Über meine Söhne habe ich irgendwann erfahren, dass es so etwas wie Onlinegames gibt. Da von Hause aus neugierig bin, habe ich das ein oder andere ausprobiert. So kam ich eher zufällig zum Weltfussballmanager von RB-Games, betrieben von Rudolf Bucklisch. Das Spiel hat mich sofort fasziniert. Grafisch ansprechend, einfach zu verstehen, auf Langfristigkeit angelegt. Erste Erfolge konnte man(n) schnell feiern, wenn man in eine einfache Liga einsteigt, ein interessanter Live-Ticker, in dem die aktuellen Spiele verfolgt werden können, wenn man zuhause ist. Aber am besten gefiel mir, dass ich keine Nachteile habe wenn ich eben nicht zuhause sein kann (was in meinem Beruf oft genug vorkommt) und Einwechslungen oder Taktikwechsel je nach Spielstand eingeben kann.
Ich wählte einen Verein in Ghana. Nach wenigen Tagen überwies ich die 20 € für den VIP-Account, was mir erlaubte, vier Teams auf vier Kontinenten führen zu können und damit jeden Tag auch ein Spiel zu haben. Eine Leidenschaft war geboren.
Schnell meldete ich mich auch in dem dazugehörenden Internetforum an. Der Umgangston war sehr freundlich und von Respekt bestimmt. Den ruppigen, aber abschätzigen Ton, den ich in anderen Internet-Foren beobachtet hatte, gab es hier nicht. Das lag und liegt mit Sicherheit auch daran, dass der Webmaster selbst schwerbehindert (weitgehend blind) ist und er sich daher stark für einen wertschätzenden, freundlichen Umgangston einsetzt.

■ **SCHRIFTLICHE AUFGABEN**
a) Beantworten Sie zum Bericht über den Weltfussballmanager folgende Fragen:
(i) Wer betreibt den Weltfussballmanager?
(ii) In welchem Land lag der Verein, den der Verfasser des Berichts wählte?
(iii) Welche Behinderung des Webmasters wird genannt?
b) Setzen Sie den Bericht über den Weltfussballmanager im Anschluss an seinen letzten Satz fort.
Die nachstehenden Daten sind für die Bearbeitung nicht erforderlich.

■ **GESPEICHERTE DATEN**
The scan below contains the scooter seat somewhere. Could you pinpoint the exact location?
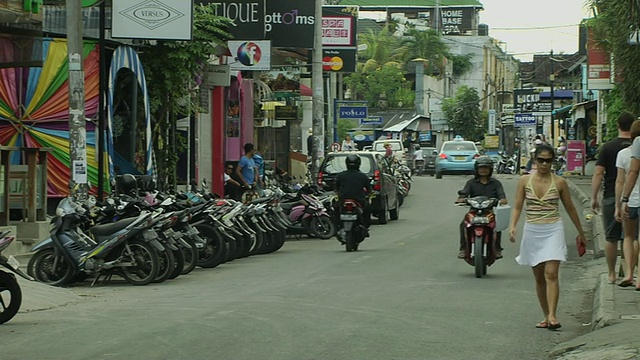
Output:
[89,217,138,236]
[280,201,302,210]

■ **ANTWORTEN IM ÜBERBLICK**
a)
(i) Rudolf Bucklisch
(ii) In Ghana
(iii) Er ist schwerbehindert, nämlich weitgehend blind.

b)
Schnell checkte ich das Spiel und Umfeld. Ich erfuhr z.B., dass der Webmaster sich hier nach seiner Katze Prinzy nennt. Auch andere, regelmäßige Spieler und Spielerinnen lernte ich schnell kennen. Und die ehrenamtlichen Teammitglieder, die mit Prinzy zusammen arbeiteten und die auf seltsame Namen wie dixis, Scrat, MrSurpirse oder Redlez hörten. Mein Nickname war anfangs noch nicht Eleutheria. Als ich vor dem Registrierungsformular saß, schrieb ich aus einer Laune Feuchtwanger dahin, das war der erste Schriftsteller, der mir in den Sinn kam (und den ich sehr schätze).
Als Feuchtwanger machte ich meine ersten Schritte in der Welt von WFM. Ich tastete mich im Forum langsam vor, meine Teams wurden besser, die Stadien wuchsen. Das Spiel und auch die Menschen im Forum machten mir immer mehr Spaß. So wurde ich nach und nach bekannter. Und ich outete mich in meinem Managerprofil als evangelischer Pfarrer, was zu irritierten, überraschten oder freundlich-interessierten Nachfragen führte. Ich hatte den Eindruck, dass es meinen Beruf aufwertete, dass ein Pfarrer auch solch ein Spiel spielt. Es gab immer wieder, bis heute, gelegentliche Fragen, die mit meinem Beruf zusammen hängen, auch seelsorgerliche Anfragen.
Irgendwann bekam ich dann mit, dass es zum Konzept von RB-Games gehörte, sogenannte »Usertreffen« (UT) zu veranstalten, an denen sich – organisiert von Teammitgliedern oder Rudolf Bucklisch selber – interessierte Menschen treffen, quatschen, spielen, Spaß haben. Ich dachte zwar schnell, schöne Idee, aber dass ich selber mal zu so einem Treffen fahren könnte, das war doch sehr weit weg von mir. Ich fand es eine absurde Vorstellung, mit dem Auto oder Zug durch halb Deutschland fahren, nur um ein paar Menschen zutreffen, die ich überhaupt nicht wirklich kannte und mit denen ich nie auch nur ein Wort geredet hatte. Aber das es andere Manager _innen taten, machte mich nachdenklich, und ja, auch neugierig.
Die Zeit verging, ein Jahr war schnell vorbei, das Spiel machte mir immer mehr Spaß, die Kontakte über das Forum wurden enger. Aus Feuchtwanger wurde eines Tages Eleutheria, diesen Namen hatte ich mir schon früher als Nickname in Skype zugelegt. Eleutheria, auf deutsch: Freiheit. Irgendwann hatte ich mal aus einer Laune heraus die griechischen Begriffe durchgeschaut. Ich fand, Eleutheria klingt gut und hat einen Bezug zur Theologie.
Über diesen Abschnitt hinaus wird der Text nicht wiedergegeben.